- [Trecho do documento]:
Os Bolsonaros magnetizam a opinião pública. Tudo é sobre eles, suas opiniões, suas intenções, suas paranoias. Nem no auge da popularidade de Lula se viu algo similar. O domínio dos Bolsonaros na política está criando um novo marco, onde Bolsonaro é eixo divisor, não mais o PT como nos últimos trinta anos.
É ingenuidade supor que os Bolsonaros lançam essas declarações por ignorância, desleixo ou que suas frases são descontextualizadas pela mídia. Há um método. Os Bolsonaros vão testando a adesão às ideias autoritárias junto ao seu eleitorado, os limites de até onde podem junto ao Supremo e Congresso, a reação do mercado e do empresariado. Principalmente, eles acuam a oposição, que fica sem tempo para se contrapor ao governo, apenas reagindo às barbaridades da família. Os Bolsonaros testam e depois da confusão instalada, recuam com o pretexto de que foram mal interpretados. Mas a mensagem está dada.
A pressão financeira sobre os anunciantes da mídia
Há poucas dúvidas de que os compromissos democráticos dos Bolsonaros vão até a página 3, ou seja até onde eles se mantenham no poder. Os Bolsonaros não convivem bem com a divergência e a pluralidade, mas isso não é realmente novidade. A questão é, os Bolsonaros têm a capacidade para articular algum retrocesso democrático no Brasil? A resposta mais honesta é “hoje não”. Isso pode mudar com o tempo.

- [Trabalho pedido]:
Responda com base no trecho sobre os Bolsonaros:
1. Segundo o trecho, quem foi o eixo divisor da política nos últimos trinta anos?
2. Que pretexto os Bolsonaros usam para recuar depois da confusão instalada?
3. Qual é a resposta mais honesta, segundo o trecho, à pergunta se os Bolsonaros têm capacidade de articular algum retrocesso democrático no Brasil?

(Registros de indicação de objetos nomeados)
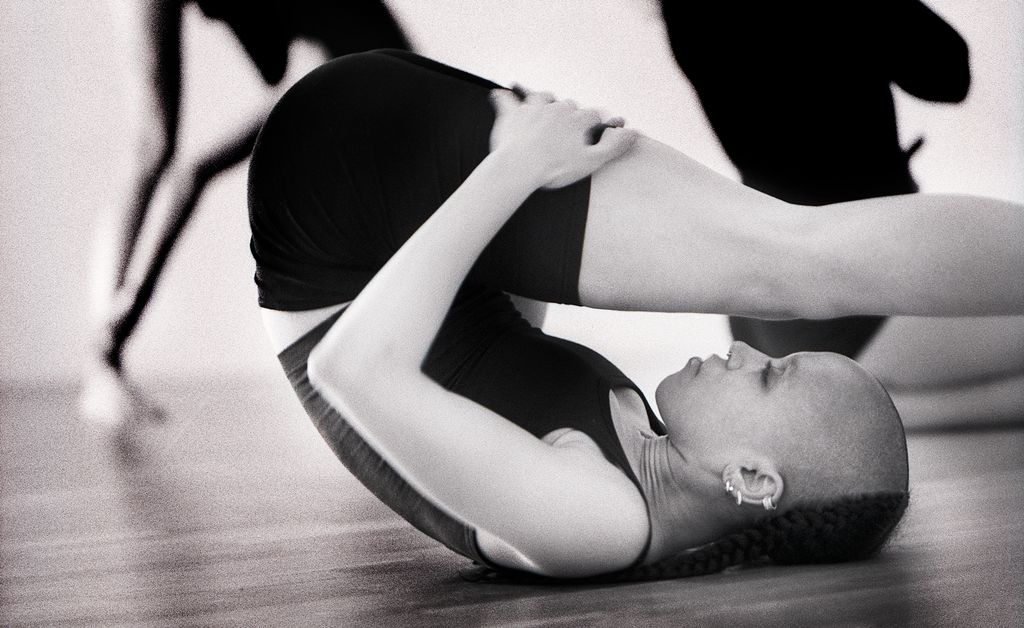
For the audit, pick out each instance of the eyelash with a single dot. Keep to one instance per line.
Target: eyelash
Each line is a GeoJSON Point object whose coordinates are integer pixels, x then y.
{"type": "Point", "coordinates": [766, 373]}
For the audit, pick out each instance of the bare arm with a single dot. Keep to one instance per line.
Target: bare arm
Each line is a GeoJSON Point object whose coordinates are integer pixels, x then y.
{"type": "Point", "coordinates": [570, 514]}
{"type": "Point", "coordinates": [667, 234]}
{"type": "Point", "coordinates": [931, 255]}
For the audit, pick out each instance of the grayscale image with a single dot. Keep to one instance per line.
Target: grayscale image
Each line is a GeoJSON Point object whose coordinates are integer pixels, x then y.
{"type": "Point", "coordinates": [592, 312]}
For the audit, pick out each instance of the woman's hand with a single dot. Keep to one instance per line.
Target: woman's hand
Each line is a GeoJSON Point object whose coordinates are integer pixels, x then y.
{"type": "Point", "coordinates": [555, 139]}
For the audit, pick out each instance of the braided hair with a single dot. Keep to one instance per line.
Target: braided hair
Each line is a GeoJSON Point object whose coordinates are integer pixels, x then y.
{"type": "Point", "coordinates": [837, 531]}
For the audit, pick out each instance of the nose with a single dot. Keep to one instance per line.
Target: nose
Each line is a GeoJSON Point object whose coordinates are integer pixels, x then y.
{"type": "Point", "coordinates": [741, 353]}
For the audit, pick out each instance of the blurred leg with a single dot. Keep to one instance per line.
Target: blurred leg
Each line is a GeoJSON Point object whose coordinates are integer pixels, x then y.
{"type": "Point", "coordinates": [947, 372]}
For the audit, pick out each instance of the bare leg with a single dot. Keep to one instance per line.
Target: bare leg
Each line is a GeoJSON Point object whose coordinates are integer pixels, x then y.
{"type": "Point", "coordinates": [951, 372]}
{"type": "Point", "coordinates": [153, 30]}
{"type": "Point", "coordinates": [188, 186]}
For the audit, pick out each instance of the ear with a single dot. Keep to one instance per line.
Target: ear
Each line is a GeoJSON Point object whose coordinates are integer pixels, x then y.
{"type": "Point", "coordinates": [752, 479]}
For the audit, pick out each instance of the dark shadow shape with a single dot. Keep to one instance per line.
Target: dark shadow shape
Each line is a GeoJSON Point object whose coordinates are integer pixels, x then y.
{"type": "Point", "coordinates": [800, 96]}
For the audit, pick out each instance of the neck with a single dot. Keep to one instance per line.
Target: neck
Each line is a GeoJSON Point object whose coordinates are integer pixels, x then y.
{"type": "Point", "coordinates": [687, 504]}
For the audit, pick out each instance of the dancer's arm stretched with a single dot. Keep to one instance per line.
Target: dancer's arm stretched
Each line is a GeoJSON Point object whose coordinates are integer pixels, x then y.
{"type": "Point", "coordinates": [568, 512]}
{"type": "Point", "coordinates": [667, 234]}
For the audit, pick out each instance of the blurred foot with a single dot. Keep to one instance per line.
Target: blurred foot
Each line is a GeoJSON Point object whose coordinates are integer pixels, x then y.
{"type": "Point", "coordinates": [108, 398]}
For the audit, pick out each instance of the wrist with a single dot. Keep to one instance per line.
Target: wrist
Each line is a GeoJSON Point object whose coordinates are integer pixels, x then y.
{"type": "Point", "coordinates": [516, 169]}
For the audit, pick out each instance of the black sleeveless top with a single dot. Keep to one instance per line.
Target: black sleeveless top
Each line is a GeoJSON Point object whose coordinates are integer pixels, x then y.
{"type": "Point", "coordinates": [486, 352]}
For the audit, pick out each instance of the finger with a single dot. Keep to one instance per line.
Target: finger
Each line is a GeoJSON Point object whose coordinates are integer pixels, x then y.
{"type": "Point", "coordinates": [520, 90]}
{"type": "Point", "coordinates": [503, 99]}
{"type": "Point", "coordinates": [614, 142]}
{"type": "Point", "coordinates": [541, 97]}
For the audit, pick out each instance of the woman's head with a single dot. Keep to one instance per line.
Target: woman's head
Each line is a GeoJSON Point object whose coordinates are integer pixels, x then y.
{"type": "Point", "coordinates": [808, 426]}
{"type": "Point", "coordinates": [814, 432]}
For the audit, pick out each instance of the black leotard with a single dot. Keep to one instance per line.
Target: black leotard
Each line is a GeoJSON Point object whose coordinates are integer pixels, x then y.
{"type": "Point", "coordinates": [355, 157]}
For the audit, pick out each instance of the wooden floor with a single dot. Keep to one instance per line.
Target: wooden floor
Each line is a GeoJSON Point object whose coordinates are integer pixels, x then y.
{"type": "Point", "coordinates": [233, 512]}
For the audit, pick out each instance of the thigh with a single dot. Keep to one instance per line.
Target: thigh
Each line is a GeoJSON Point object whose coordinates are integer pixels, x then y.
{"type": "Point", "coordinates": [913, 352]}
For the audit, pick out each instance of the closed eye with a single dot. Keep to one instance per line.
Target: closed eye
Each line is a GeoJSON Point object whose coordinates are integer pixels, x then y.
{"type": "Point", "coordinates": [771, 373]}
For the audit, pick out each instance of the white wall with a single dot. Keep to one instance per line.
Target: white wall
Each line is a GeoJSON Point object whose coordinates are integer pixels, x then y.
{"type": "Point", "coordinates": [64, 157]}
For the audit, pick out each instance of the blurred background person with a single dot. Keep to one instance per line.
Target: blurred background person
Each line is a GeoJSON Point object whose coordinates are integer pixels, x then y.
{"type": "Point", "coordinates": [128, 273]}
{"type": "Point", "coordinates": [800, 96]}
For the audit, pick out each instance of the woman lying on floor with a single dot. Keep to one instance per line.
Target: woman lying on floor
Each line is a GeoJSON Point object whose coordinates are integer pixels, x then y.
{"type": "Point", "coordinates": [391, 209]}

- [Resposta abaixo]:
1. O PT.
2. O pretexto de que foram mal interpretados.
3. "Hoje não".